Brief
According to the ISO 55000 excerpt, what is the focus of asset management?

Source excerpt

The fundamentals as outlined in ISO 55000 include:
■ Value
■ Alignment
■ Leadership
■ Assurance
Further defining these fundamentals first requires an introduction to some key terms and phrases that are used throughout all three standards:
■ Organizational objectives
■ Life cycle management
■ Decision-making process
■ Stakeholders
■ Risk-based
■ Asset management system
Let’s look deeper into those four fundamentals.
VALUE
Assets, physical or otherwise, are the source of income for the company. Any asset should provide value to the company and associated stakeholders. It is important to make this distinction early; the focus of asset management is not the asset, but rather the value of the asset to the organization. Figure 1-7 is reprinted here to drive this last point home.
Figure 1-7 The result is profit (reprinted)
To make the asset-to-value connection, participants in ISO 55000 are required to present a clear statement aligning the organizational objectives with the asset management objectives. What are your organizational objectives? Have they been communicated to you? This will become a significantly important phrase. List your organizational objectives here:
Additionally, a life cycle management approach must be used to identify when and to what degree the assets will demonstrate the value that is anticipated. Remember, the life cycle of an asset doesn’t end when it is no longer useful to your organization. The asset may have life and value at another facility. The term used to describe the asset’s time of use in your facility is its asset life.

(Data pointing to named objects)

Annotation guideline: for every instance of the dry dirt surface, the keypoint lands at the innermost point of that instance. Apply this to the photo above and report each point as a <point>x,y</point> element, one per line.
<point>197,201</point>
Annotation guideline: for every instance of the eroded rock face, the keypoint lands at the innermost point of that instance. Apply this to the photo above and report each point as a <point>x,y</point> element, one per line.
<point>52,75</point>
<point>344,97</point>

The solution
The focus is not the asset itself but the value of the asset to the organization.